» **Exercise**
With the line that contains "target | man's hand on stroller handle" as the final line, return every line from the start of the data below exactly.

» **Supplied material**
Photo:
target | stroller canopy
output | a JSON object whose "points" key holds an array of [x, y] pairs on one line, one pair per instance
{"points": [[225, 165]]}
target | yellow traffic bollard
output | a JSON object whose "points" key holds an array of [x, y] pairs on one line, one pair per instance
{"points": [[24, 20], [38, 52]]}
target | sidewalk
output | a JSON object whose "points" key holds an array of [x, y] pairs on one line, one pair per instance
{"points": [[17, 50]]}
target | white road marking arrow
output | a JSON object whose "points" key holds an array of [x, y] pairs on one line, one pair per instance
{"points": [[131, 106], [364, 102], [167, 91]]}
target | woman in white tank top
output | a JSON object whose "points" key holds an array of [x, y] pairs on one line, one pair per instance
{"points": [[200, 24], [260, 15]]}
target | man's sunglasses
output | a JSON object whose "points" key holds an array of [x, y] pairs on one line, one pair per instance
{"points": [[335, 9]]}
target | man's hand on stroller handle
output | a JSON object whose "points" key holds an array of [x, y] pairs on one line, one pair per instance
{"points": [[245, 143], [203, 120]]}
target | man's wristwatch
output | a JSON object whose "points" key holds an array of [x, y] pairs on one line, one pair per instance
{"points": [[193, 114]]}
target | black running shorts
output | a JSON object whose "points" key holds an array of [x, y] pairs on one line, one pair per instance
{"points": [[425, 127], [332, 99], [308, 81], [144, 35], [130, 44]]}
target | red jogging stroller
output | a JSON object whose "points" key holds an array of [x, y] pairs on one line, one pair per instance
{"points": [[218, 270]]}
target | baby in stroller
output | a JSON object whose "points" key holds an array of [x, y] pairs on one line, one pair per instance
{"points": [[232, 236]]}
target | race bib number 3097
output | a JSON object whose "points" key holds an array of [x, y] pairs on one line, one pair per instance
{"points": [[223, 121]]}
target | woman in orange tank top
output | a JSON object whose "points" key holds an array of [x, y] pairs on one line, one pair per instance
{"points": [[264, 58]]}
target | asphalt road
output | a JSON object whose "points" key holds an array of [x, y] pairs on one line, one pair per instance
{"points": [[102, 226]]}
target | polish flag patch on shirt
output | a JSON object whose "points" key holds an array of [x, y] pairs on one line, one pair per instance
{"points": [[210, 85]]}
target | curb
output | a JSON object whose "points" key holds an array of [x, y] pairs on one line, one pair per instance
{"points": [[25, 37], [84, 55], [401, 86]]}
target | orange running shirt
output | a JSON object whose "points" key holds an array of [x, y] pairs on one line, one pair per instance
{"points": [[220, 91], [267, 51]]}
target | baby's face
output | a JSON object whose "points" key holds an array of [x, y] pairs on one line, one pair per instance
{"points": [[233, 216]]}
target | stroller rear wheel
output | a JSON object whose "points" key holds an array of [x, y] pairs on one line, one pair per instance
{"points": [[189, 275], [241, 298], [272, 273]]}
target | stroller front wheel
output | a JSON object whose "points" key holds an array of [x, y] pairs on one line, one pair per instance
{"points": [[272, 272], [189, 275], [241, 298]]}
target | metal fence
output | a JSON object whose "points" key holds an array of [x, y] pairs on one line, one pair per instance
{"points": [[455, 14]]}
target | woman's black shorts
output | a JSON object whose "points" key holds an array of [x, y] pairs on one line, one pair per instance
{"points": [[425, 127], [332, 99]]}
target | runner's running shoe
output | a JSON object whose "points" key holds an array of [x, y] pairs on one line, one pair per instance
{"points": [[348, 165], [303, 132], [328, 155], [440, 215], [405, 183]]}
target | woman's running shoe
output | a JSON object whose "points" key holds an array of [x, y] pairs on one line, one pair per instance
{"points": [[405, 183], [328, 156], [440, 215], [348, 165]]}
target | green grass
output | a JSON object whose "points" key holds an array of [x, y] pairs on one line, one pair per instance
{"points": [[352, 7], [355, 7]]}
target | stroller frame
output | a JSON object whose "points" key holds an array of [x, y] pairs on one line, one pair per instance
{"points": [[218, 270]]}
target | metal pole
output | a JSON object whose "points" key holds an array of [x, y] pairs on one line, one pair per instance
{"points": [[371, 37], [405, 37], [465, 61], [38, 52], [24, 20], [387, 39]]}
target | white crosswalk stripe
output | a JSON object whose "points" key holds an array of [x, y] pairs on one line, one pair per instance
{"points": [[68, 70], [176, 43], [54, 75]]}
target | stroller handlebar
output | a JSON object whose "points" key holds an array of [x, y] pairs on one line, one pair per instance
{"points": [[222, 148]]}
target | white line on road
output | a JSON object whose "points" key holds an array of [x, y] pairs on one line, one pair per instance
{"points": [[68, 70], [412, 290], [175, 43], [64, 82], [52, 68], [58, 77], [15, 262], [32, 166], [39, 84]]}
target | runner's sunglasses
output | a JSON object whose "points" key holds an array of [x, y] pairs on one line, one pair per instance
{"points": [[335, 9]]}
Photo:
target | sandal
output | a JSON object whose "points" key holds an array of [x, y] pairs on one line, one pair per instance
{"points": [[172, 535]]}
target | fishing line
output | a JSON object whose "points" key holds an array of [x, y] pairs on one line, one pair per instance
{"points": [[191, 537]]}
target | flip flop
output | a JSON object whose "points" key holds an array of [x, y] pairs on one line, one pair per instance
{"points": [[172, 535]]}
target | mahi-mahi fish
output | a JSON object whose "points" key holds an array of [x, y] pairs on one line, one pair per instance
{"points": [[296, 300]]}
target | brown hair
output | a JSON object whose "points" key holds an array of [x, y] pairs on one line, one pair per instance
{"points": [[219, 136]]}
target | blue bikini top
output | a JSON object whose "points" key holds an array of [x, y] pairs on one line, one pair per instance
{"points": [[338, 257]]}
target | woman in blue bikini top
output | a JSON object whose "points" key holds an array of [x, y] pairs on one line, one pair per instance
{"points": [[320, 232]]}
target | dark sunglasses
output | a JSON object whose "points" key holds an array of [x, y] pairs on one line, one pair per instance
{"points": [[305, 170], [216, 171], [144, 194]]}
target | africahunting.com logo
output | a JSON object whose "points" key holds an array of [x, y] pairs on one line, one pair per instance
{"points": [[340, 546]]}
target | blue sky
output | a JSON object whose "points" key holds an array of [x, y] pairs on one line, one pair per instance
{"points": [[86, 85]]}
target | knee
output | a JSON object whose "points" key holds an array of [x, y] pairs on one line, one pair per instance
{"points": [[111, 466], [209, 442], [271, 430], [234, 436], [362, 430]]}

» **Result**
Photo:
target | stroller canopy
output | a JSON object whose "points" key holds an array of [x, y] pairs on one line, one pair per instance
{"points": [[225, 165]]}
target | yellow traffic bollard
output | a JSON object whose "points" key holds an array of [x, y] pairs on one line, one pair per instance
{"points": [[24, 20], [38, 52]]}
target | sidewalk
output | a JSON object whose "points" key holds an array of [x, y] pairs on one line, one pair per instance
{"points": [[17, 50]]}
target | white road marking arrow
output | a JSON object whose "points" key holds an array of [x, y] pairs on one line, one pair per instance
{"points": [[131, 106], [364, 102], [167, 91]]}
target | woman in white tank top
output | a JSON object whose "points" key holds an array of [x, y] pairs on one line, one pair per instance
{"points": [[200, 24], [260, 15]]}
target | man's sunglasses
output | a JSON object whose "points" key holds an array of [x, y] pairs on one line, one pair per instance
{"points": [[335, 9]]}
target | man's hand on stroller handle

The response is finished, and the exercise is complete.